### Görev tanımı
Aşağıdaki satırların hepsini tek harfini bile değiştirmeden olduğu gibi yeniden yazın. Resimleri cevabınıza katmayın.

- - - -

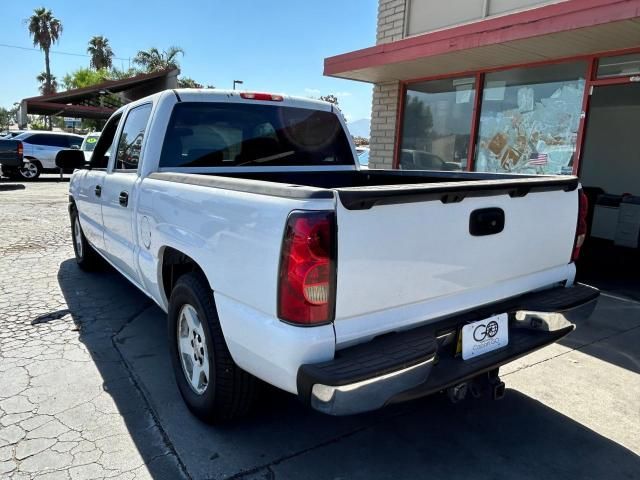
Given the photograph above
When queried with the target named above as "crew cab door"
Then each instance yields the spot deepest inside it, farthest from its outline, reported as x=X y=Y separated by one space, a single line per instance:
x=118 y=192
x=88 y=197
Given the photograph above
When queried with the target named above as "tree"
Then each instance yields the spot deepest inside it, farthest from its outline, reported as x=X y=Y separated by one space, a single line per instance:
x=101 y=53
x=153 y=60
x=45 y=30
x=48 y=83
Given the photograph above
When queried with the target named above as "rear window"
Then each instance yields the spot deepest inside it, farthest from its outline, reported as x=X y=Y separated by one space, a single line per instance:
x=234 y=134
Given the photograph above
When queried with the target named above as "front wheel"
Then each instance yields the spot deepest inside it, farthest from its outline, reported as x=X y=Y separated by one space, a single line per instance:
x=30 y=171
x=86 y=257
x=214 y=388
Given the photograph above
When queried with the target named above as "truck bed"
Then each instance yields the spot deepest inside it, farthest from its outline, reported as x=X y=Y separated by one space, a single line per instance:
x=361 y=190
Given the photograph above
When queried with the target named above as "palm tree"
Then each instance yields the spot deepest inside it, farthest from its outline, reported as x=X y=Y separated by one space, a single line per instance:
x=100 y=51
x=45 y=30
x=48 y=83
x=153 y=60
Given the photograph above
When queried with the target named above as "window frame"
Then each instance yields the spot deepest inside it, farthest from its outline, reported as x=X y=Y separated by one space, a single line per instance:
x=113 y=159
x=477 y=92
x=590 y=81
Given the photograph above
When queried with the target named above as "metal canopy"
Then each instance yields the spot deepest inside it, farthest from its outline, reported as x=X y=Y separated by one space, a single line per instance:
x=98 y=101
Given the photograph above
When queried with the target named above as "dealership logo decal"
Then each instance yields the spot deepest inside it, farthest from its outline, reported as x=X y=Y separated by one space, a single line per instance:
x=483 y=332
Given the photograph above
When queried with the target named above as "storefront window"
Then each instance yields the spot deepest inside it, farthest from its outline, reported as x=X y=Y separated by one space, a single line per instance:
x=436 y=125
x=529 y=119
x=620 y=66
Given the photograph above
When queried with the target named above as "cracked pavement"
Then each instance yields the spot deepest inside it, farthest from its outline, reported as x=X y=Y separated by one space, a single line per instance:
x=68 y=403
x=87 y=391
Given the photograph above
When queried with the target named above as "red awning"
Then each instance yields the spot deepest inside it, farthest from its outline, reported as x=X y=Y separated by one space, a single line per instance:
x=575 y=28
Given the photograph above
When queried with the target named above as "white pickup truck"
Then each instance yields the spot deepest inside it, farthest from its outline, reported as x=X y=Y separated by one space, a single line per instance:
x=246 y=218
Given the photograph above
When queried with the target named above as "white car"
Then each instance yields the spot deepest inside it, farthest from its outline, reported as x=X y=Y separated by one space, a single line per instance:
x=89 y=144
x=246 y=218
x=40 y=150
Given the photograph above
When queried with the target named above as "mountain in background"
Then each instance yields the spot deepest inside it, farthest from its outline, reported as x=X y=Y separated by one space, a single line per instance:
x=360 y=128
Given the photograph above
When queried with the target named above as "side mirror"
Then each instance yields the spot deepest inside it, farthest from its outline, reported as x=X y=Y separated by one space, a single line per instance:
x=70 y=159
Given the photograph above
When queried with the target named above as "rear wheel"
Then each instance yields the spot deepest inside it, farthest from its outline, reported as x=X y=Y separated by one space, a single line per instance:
x=214 y=388
x=30 y=170
x=86 y=256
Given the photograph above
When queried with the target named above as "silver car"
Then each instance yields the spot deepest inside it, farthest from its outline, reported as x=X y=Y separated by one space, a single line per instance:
x=40 y=149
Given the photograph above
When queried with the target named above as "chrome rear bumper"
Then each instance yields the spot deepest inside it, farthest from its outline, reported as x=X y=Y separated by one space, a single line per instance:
x=367 y=377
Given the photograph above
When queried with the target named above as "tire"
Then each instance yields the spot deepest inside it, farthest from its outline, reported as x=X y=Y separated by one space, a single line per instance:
x=31 y=170
x=10 y=172
x=86 y=257
x=221 y=391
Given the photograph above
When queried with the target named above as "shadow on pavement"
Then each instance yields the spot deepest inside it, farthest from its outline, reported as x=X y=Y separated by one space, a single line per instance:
x=100 y=304
x=514 y=438
x=6 y=187
x=611 y=334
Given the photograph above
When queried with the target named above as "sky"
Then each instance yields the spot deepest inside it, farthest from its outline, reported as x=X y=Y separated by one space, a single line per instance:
x=271 y=45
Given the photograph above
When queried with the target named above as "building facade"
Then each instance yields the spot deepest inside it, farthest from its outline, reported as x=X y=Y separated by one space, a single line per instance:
x=520 y=86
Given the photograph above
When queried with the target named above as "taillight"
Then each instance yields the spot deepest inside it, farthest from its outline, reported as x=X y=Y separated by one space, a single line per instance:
x=262 y=96
x=307 y=280
x=581 y=228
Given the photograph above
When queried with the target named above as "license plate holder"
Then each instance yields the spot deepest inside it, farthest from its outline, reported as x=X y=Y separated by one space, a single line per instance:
x=484 y=336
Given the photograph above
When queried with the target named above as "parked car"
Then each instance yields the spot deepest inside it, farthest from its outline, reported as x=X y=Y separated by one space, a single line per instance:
x=10 y=134
x=89 y=143
x=40 y=149
x=246 y=218
x=11 y=156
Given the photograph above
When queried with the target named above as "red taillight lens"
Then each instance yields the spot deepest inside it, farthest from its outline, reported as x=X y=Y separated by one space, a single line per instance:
x=581 y=228
x=262 y=96
x=306 y=289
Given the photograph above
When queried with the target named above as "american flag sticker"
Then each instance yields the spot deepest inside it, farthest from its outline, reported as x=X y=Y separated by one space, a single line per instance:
x=538 y=159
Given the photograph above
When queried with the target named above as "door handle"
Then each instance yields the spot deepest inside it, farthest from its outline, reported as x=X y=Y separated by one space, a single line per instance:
x=124 y=199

- - - -

### Alıştırmanın sonucu
Given the photograph above
When queried with the target named above as "crew cab door"
Then each instance yields the spot deepest inside it, farthest from its outline, reported as x=X y=Y separated by one space, a single line per instance:
x=118 y=192
x=88 y=197
Given the photograph above
When queried with the target named above as "tree"
Then each instance yields the spot deepest inside it, farthest from its outline, reported as x=X y=Y separated by one space, a single line per instance:
x=101 y=53
x=153 y=60
x=45 y=30
x=48 y=83
Given the photograph above
When queried with the target named above as "rear window"
Then each instance yields the spot deepest inside it, farthest from its outline, reported as x=X y=Y separated by one space, a single line per instance:
x=234 y=134
Given the photograph above
When queried with the target named above as "front wheel"
Then each instance yields the spot deepest inside it, farthest from its outline, reported as x=X y=Y separated by one space, a single line per instance:
x=30 y=171
x=86 y=257
x=214 y=388
Given the photograph above
When queried with the target named above as "truck bed"
Then each instance yields the spot deepest inside it, farthest from its outline, reported as x=X y=Y separated by one space, a single line per instance:
x=361 y=190
Given the photograph above
When queried with the target named above as "palm tree"
Then each instance yields the spot deepest inside it, farthest from its outline, reported as x=X y=Y separated by one space, a single line per instance:
x=100 y=51
x=45 y=30
x=48 y=83
x=153 y=60
Given the photograph above
When queried with the target named above as "window frame"
Then each instance yields the spot deepest inside it, farthest from its outline, reported as x=X y=Y separated by one space, a single line per instance:
x=113 y=159
x=477 y=92
x=590 y=81
Given the photograph above
When queried with the target named above as "metal canopy"
Then each instance yields the spot deepest inside it, farthest from its outline, reported as x=X y=Y separated by one space, a single line per instance:
x=98 y=101
Given the photograph above
When queried with the target named above as "dealership logo decal"
Then each instance yields the spot deepest inside it, farthest from its outline, reported as x=X y=Y separated by one space, a single line per instance:
x=483 y=332
Given the photograph above
When queried with the target named above as "storefront window"
Then each instance yields the spot deepest inside it, farthest from its outline, reported as x=X y=Y separated by one space, a single line per instance:
x=436 y=125
x=529 y=119
x=620 y=66
Given the photograph above
When queried with the target named above as "cracked pavement"
Then each instance yields the spot deepest inside it, farthest from its outline, reported as x=X y=Y separated by one space, a single line per instance:
x=68 y=403
x=87 y=391
Given the photograph above
When queried with the target named above as "red awning"
Then each instance yields the spot deepest inside it, farthest from its outline, reported as x=X y=Y separated by one space, a single line per instance:
x=575 y=28
Given the photograph above
When queried with the target named above as "white pickup truck"
Then each instance yields the spot deepest inside it, farthest from its outline, reported as x=X y=Y separated by one space, a single line per instance:
x=246 y=218
Given the photograph above
When queried with the target named above as "white car"
Then each instance yields the spot deepest inside it, farthest from its outline, reported as x=X y=Y separated by one space, a single line per instance:
x=89 y=144
x=246 y=218
x=40 y=150
Given the photograph above
When queried with the target named above as "mountain in background"
Then each instance yields the spot deepest inside it, farthest from its outline, reported as x=X y=Y separated by one space, a single line per instance:
x=360 y=128
Given the photograph above
When queried with the target named above as "side mirror"
Then each instance yields the spot deepest inside it, farthest from its outline, reported as x=X y=Y separated by one space, a single line per instance:
x=70 y=159
Given the photograph above
When queried with the target named above as "rear wheel"
Then each instance yields the spot deepest inside it, farthest from its outline, reported as x=X y=Y separated by one space, a single line per instance:
x=214 y=388
x=30 y=170
x=86 y=256
Given the photograph above
When queried with the target named above as "silver car"
Then each instance yields the spot deepest inside it, farthest from its outline, reported as x=X y=Y separated by one space, a single line per instance:
x=40 y=149
Given the photograph above
When queried with the target named above as "chrome rear bumper"
Then each instance yields the spot deepest inside it, farthest from its outline, reported as x=X y=Y separated by one space, a single line per instance:
x=367 y=377
Given the photograph above
When queried with the target named above as "tire"
Then each instance yields the spot deepest inside it, farthest from its outline, reported as x=X y=Y separated by one space, a single line per instance:
x=31 y=170
x=10 y=172
x=86 y=257
x=221 y=391
Given the photograph above
When queried with the target named above as "shadow on pavement"
Then each instance yields the spot deepest inside it, farthest from its outline, reported as x=X y=Y separated by one space, a single line per instance:
x=100 y=304
x=514 y=438
x=6 y=187
x=611 y=334
Given the photograph above
When queried with the target named above as "sky"
Then each instance yields the spot deepest inside it, farthest from its outline, reported as x=X y=Y separated by one space, a single line per instance:
x=271 y=45
Given the photograph above
When queried with the target named above as "building facade"
Then each instance yields the spot deepest inside it, farthest from its outline, reported as x=X y=Y separated by one space, a single line per instance:
x=520 y=86
Given the photograph above
When queried with the target named above as "taillight"
Then each instance yields the spot deepest inside it, farthest from its outline, reported as x=X y=Y separated by one space, a single line per instance:
x=262 y=96
x=307 y=280
x=581 y=228
Given the photograph above
When queried with the target named above as "license plate holder"
Then each instance yields the spot deepest inside it, farthest from its outline, reported as x=X y=Y separated by one space, a single line per instance:
x=484 y=336
Given the photograph above
When queried with the target named above as "parked car"
Then each instance yields the spot deepest inside it, farthest from its outline, reported as x=X y=Y separated by one space, a single line per instance:
x=10 y=134
x=89 y=143
x=40 y=149
x=246 y=218
x=11 y=156
Given the photograph above
When queried with the target named above as "red taillight lens"
Then each instance yields the spot deepest inside it, farthest from its outline, reported as x=X y=Y separated by one space, a single line per instance:
x=581 y=228
x=262 y=96
x=306 y=289
Given the photograph above
When queried with the target named above as "american flag sticker"
Then each instance yields the spot deepest inside it, farthest from its outline, reported as x=X y=Y separated by one space, a single line per instance:
x=538 y=159
Given the photograph above
When queried with the target named above as "door handle"
Then each instance yields the spot deepest inside it, farthest from its outline, reported as x=X y=Y separated by one space, a single line per instance:
x=124 y=199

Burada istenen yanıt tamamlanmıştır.